[Exercise prompt]
Retype the passage from the question-answering inference guide, from "This sample shows" to "the given context.", with no changes to its wording.

[Selected extract]
## Question Answering Inference using Online Endpoints

This sample shows how to deploy `question-answering` type models to an online endpoint for inference.

### Task
`question-answering` tasks return an answer given a question. There are two common types of `question-answering` tasks:

* Extractive: extract the answer from the given context.
* Abstractive: generate an answer from the context that correctly answers the question.
 
### Model
Models that can perform the `question-answering` task are tagged with `task: question-answering`. We will use the `deepset-minilm-uncased-squad2` model in this notebook. If you opened this notebook from a specific model card, remember to replace the specific model name. If you don't find a model that suits your scenario or domain, you can discover and [import models from HuggingFace hub](../../import/import_model_into_registry.ipynb) and then use them for inference.

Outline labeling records
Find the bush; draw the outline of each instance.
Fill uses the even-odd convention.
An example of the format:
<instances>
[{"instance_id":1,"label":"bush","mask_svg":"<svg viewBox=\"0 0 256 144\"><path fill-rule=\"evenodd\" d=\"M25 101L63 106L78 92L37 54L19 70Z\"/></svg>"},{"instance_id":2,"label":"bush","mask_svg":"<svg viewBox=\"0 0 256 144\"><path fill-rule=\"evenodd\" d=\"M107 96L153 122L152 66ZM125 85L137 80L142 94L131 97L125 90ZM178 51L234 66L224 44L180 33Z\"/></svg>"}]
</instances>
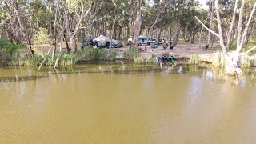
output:
<instances>
[{"instance_id":1,"label":"bush","mask_svg":"<svg viewBox=\"0 0 256 144\"><path fill-rule=\"evenodd\" d=\"M198 64L201 61L201 58L198 56L193 55L190 58L190 64Z\"/></svg>"},{"instance_id":2,"label":"bush","mask_svg":"<svg viewBox=\"0 0 256 144\"><path fill-rule=\"evenodd\" d=\"M60 64L62 66L73 66L77 63L78 60L76 54L65 53L60 58Z\"/></svg>"},{"instance_id":3,"label":"bush","mask_svg":"<svg viewBox=\"0 0 256 144\"><path fill-rule=\"evenodd\" d=\"M46 28L39 28L39 31L34 34L34 42L38 45L51 43L50 36L48 34Z\"/></svg>"},{"instance_id":4,"label":"bush","mask_svg":"<svg viewBox=\"0 0 256 144\"><path fill-rule=\"evenodd\" d=\"M134 60L139 55L139 50L137 47L130 47L126 52L124 52L124 58L127 60Z\"/></svg>"},{"instance_id":5,"label":"bush","mask_svg":"<svg viewBox=\"0 0 256 144\"><path fill-rule=\"evenodd\" d=\"M0 38L0 51L12 54L16 49L20 47L19 45L13 44L5 38Z\"/></svg>"}]
</instances>

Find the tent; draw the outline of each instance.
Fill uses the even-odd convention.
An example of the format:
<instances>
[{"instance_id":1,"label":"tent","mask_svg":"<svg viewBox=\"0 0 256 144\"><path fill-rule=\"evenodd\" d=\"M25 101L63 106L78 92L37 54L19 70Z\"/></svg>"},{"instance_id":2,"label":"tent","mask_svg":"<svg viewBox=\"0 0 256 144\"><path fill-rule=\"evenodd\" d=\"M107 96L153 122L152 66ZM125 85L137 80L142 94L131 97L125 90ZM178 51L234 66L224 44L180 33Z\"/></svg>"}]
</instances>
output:
<instances>
[{"instance_id":1,"label":"tent","mask_svg":"<svg viewBox=\"0 0 256 144\"><path fill-rule=\"evenodd\" d=\"M106 47L109 47L110 44L111 38L106 37L104 35L100 35L99 37L94 39L94 41L97 41L101 42ZM114 45L114 47L122 47L123 45L120 41L112 39L112 45Z\"/></svg>"},{"instance_id":2,"label":"tent","mask_svg":"<svg viewBox=\"0 0 256 144\"><path fill-rule=\"evenodd\" d=\"M141 35L138 37L138 45L146 45L147 37Z\"/></svg>"}]
</instances>

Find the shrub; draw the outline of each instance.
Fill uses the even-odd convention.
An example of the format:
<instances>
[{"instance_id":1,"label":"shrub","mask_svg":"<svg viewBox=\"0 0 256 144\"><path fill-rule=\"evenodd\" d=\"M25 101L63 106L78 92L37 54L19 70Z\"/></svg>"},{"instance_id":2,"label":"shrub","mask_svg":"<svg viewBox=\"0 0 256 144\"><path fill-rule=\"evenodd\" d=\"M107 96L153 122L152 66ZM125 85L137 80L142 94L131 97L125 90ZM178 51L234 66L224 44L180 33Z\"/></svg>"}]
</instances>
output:
<instances>
[{"instance_id":1,"label":"shrub","mask_svg":"<svg viewBox=\"0 0 256 144\"><path fill-rule=\"evenodd\" d=\"M198 64L201 61L201 58L198 56L193 55L190 58L190 64Z\"/></svg>"},{"instance_id":2,"label":"shrub","mask_svg":"<svg viewBox=\"0 0 256 144\"><path fill-rule=\"evenodd\" d=\"M60 59L60 64L62 66L73 66L77 63L78 60L76 54L65 53Z\"/></svg>"},{"instance_id":3,"label":"shrub","mask_svg":"<svg viewBox=\"0 0 256 144\"><path fill-rule=\"evenodd\" d=\"M150 63L157 63L156 58L154 57L146 59L146 62Z\"/></svg>"},{"instance_id":4,"label":"shrub","mask_svg":"<svg viewBox=\"0 0 256 144\"><path fill-rule=\"evenodd\" d=\"M34 44L50 44L51 43L50 36L47 33L46 28L39 28L39 31L34 34Z\"/></svg>"}]
</instances>

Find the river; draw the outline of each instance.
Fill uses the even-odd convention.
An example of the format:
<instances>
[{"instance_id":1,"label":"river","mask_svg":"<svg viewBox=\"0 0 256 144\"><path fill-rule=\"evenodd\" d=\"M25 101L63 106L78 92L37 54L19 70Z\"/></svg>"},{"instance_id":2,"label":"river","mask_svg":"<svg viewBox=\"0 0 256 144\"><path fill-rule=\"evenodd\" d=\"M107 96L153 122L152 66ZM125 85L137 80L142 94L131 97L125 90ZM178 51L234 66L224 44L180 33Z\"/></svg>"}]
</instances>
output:
<instances>
[{"instance_id":1,"label":"river","mask_svg":"<svg viewBox=\"0 0 256 144\"><path fill-rule=\"evenodd\" d=\"M255 143L256 69L0 68L0 143Z\"/></svg>"}]
</instances>

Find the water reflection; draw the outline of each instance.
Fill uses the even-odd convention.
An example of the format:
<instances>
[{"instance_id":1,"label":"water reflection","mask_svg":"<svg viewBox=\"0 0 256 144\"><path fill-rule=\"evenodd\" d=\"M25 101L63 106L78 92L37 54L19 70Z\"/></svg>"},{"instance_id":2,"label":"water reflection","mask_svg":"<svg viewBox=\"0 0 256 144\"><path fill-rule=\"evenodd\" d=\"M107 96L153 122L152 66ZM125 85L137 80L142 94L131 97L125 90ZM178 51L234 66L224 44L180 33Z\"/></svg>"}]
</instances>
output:
<instances>
[{"instance_id":1,"label":"water reflection","mask_svg":"<svg viewBox=\"0 0 256 144\"><path fill-rule=\"evenodd\" d=\"M0 143L250 143L256 86L255 70L247 70L229 77L194 65L125 63L1 70Z\"/></svg>"}]
</instances>

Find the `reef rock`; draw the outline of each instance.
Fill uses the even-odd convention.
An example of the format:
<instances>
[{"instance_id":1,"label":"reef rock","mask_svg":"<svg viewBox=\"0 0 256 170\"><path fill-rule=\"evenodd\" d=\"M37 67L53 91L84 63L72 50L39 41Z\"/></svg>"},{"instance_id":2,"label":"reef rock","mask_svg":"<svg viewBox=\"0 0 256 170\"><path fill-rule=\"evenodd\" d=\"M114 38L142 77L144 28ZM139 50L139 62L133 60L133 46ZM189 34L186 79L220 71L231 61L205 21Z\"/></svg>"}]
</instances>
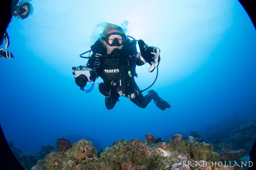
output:
<instances>
[{"instance_id":1,"label":"reef rock","mask_svg":"<svg viewBox=\"0 0 256 170\"><path fill-rule=\"evenodd\" d=\"M38 161L33 169L212 169L211 162L239 159L245 151L216 153L210 144L191 137L182 140L182 136L178 134L174 135L173 140L156 144L152 142L155 142L153 136L148 134L145 136L147 140L116 141L98 153L91 142L82 139L66 151L48 154L43 160ZM224 166L214 169L233 169Z\"/></svg>"},{"instance_id":2,"label":"reef rock","mask_svg":"<svg viewBox=\"0 0 256 170\"><path fill-rule=\"evenodd\" d=\"M182 138L182 135L176 134L173 136L173 141L175 142L180 142Z\"/></svg>"},{"instance_id":3,"label":"reef rock","mask_svg":"<svg viewBox=\"0 0 256 170\"><path fill-rule=\"evenodd\" d=\"M195 142L196 141L196 139L195 139L194 137L192 136L189 136L187 137L187 139L188 140L188 142L190 143L193 143Z\"/></svg>"},{"instance_id":4,"label":"reef rock","mask_svg":"<svg viewBox=\"0 0 256 170\"><path fill-rule=\"evenodd\" d=\"M67 156L74 158L76 161L96 156L96 150L91 142L81 139L75 143L67 151Z\"/></svg>"},{"instance_id":5,"label":"reef rock","mask_svg":"<svg viewBox=\"0 0 256 170\"><path fill-rule=\"evenodd\" d=\"M230 135L232 148L243 149L248 152L256 139L256 121L244 124L235 129Z\"/></svg>"},{"instance_id":6,"label":"reef rock","mask_svg":"<svg viewBox=\"0 0 256 170\"><path fill-rule=\"evenodd\" d=\"M145 136L148 142L152 143L156 143L156 138L154 136L150 135L149 133L147 133L145 134Z\"/></svg>"},{"instance_id":7,"label":"reef rock","mask_svg":"<svg viewBox=\"0 0 256 170\"><path fill-rule=\"evenodd\" d=\"M62 138L57 140L57 150L58 151L66 151L71 148L71 144L69 140Z\"/></svg>"}]
</instances>

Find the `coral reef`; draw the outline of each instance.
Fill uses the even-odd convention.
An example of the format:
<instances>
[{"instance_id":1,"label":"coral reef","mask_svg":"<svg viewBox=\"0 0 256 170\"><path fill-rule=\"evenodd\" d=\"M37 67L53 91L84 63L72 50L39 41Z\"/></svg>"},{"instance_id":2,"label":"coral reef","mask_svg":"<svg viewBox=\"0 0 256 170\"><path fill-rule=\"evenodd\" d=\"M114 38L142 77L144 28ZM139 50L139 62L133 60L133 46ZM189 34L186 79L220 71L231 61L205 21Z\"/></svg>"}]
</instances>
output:
<instances>
[{"instance_id":1,"label":"coral reef","mask_svg":"<svg viewBox=\"0 0 256 170\"><path fill-rule=\"evenodd\" d=\"M147 142L152 143L156 143L156 138L154 136L150 135L149 133L147 133L145 134L145 136Z\"/></svg>"},{"instance_id":2,"label":"coral reef","mask_svg":"<svg viewBox=\"0 0 256 170\"><path fill-rule=\"evenodd\" d=\"M8 142L8 144L16 158L26 169L30 169L36 164L38 160L43 159L46 155L56 151L55 148L53 146L48 144L47 146L41 147L41 150L40 152L33 154L25 153L20 154L19 153L21 152L21 150L15 147L13 142Z\"/></svg>"},{"instance_id":3,"label":"coral reef","mask_svg":"<svg viewBox=\"0 0 256 170\"><path fill-rule=\"evenodd\" d=\"M146 140L117 140L98 152L91 142L81 139L66 151L48 154L33 169L212 169L212 162L238 159L244 154L244 150L216 153L212 145L192 136L182 139L176 134L167 142L145 136ZM234 169L222 164L214 168Z\"/></svg>"},{"instance_id":4,"label":"coral reef","mask_svg":"<svg viewBox=\"0 0 256 170\"><path fill-rule=\"evenodd\" d=\"M222 161L228 161L231 159L237 160L246 154L246 151L240 149L239 151L231 151L224 152L221 153L221 159Z\"/></svg>"},{"instance_id":5,"label":"coral reef","mask_svg":"<svg viewBox=\"0 0 256 170\"><path fill-rule=\"evenodd\" d=\"M243 124L232 132L229 135L232 148L245 149L248 153L256 139L256 121Z\"/></svg>"}]
</instances>

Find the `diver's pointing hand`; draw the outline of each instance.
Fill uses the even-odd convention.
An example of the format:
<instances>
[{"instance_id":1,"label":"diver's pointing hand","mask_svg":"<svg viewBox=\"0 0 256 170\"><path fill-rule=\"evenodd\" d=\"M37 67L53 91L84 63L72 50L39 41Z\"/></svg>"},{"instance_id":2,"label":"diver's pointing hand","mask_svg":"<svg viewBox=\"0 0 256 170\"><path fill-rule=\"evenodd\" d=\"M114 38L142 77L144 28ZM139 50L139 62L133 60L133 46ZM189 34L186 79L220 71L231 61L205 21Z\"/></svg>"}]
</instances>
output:
<instances>
[{"instance_id":1,"label":"diver's pointing hand","mask_svg":"<svg viewBox=\"0 0 256 170\"><path fill-rule=\"evenodd\" d=\"M155 68L158 66L159 62L160 61L160 56L159 55L160 49L153 46L146 46L144 41L141 39L138 41L138 44L143 59L151 66L148 69L148 71L153 71Z\"/></svg>"},{"instance_id":2,"label":"diver's pointing hand","mask_svg":"<svg viewBox=\"0 0 256 170\"><path fill-rule=\"evenodd\" d=\"M151 72L153 71L155 67L157 67L158 65L158 60L160 61L160 57L159 53L160 52L160 49L157 47L151 46L150 47L154 48L153 52L151 52L151 53L154 55L154 61L151 62L151 66L148 69L148 71Z\"/></svg>"}]
</instances>

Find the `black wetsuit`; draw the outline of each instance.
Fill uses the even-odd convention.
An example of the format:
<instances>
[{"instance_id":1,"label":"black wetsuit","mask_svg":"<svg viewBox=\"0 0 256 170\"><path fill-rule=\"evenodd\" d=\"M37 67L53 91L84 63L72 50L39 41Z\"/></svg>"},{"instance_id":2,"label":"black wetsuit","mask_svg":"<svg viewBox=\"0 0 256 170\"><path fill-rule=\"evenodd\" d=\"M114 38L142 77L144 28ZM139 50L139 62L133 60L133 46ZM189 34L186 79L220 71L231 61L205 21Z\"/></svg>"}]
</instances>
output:
<instances>
[{"instance_id":1,"label":"black wetsuit","mask_svg":"<svg viewBox=\"0 0 256 170\"><path fill-rule=\"evenodd\" d=\"M153 95L143 96L136 84L134 76L137 76L135 72L136 65L141 66L143 63L137 55L136 44L128 43L122 50L117 57L99 57L96 60L96 54L103 56L106 54L105 48L102 47L98 40L91 48L93 54L86 64L93 69L95 75L91 75L93 80L99 76L103 81L99 85L100 92L105 96L105 104L108 109L113 108L120 96L125 96L138 106L145 108L152 99ZM97 58L98 59L98 58Z\"/></svg>"}]
</instances>

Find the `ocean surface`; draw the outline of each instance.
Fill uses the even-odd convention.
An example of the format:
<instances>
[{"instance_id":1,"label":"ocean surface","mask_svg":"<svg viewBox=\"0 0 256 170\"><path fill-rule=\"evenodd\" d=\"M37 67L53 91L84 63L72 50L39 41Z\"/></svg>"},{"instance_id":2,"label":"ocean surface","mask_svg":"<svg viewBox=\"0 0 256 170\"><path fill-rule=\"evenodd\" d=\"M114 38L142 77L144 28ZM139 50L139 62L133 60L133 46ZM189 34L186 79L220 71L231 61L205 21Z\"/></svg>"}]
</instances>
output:
<instances>
[{"instance_id":1,"label":"ocean surface","mask_svg":"<svg viewBox=\"0 0 256 170\"><path fill-rule=\"evenodd\" d=\"M213 129L228 136L255 119L256 31L238 1L132 1L34 0L32 15L13 18L8 50L15 59L0 58L0 123L22 153L56 146L62 137L100 150L147 133L164 141L191 131L207 137ZM102 31L97 24L124 21L127 35L160 49L150 89L171 108L152 101L143 109L123 97L108 110L100 78L87 94L75 83L71 68L86 64L79 55ZM137 67L141 89L155 79L150 66Z\"/></svg>"}]
</instances>

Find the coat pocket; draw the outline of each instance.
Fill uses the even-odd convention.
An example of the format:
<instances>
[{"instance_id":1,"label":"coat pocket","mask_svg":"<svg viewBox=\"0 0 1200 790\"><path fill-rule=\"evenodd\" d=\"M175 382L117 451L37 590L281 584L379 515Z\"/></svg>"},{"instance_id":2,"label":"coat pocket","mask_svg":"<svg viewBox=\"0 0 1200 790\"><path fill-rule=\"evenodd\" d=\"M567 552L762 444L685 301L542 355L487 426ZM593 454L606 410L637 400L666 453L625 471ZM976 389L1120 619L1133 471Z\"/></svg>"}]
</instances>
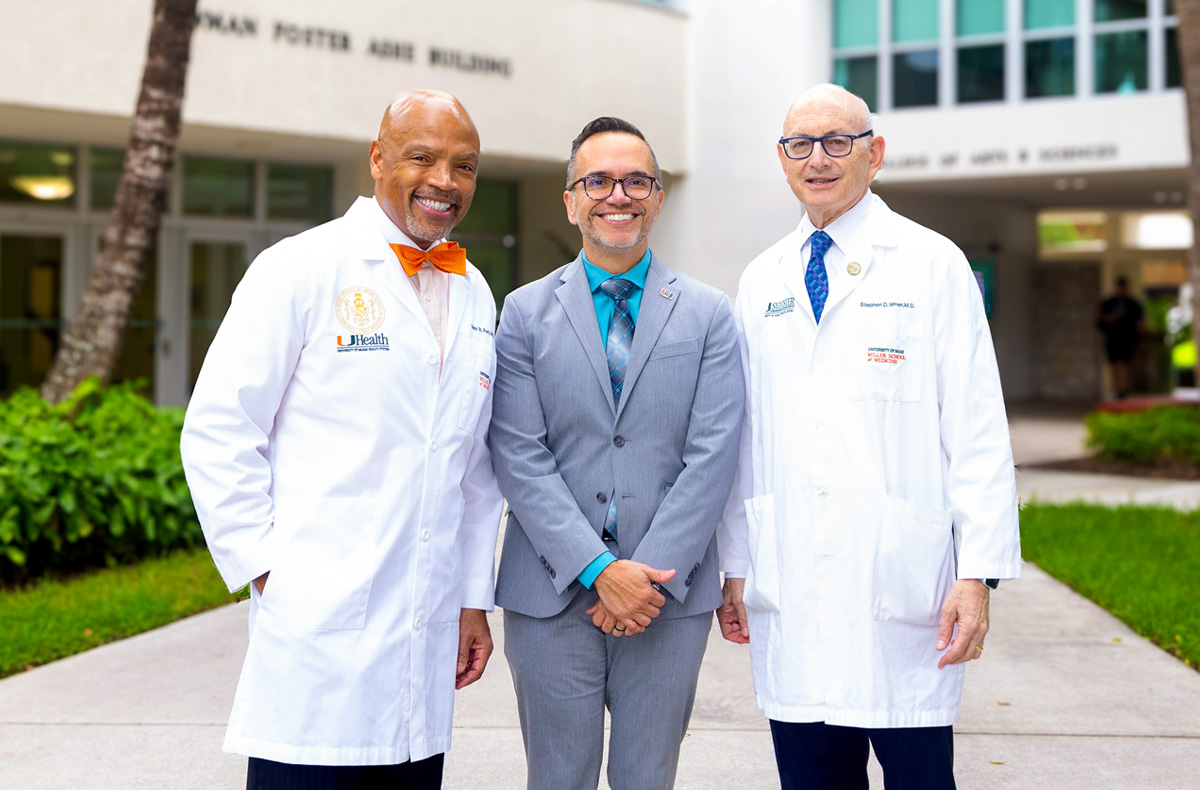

[Output]
This sample shows how to deploy `question-answering` type models to an online endpoint for inference.

### Task
`question-answering` tasks return an answer given a question. There are two common types of `question-answering` tasks:

* Extractive: extract the answer from the given context.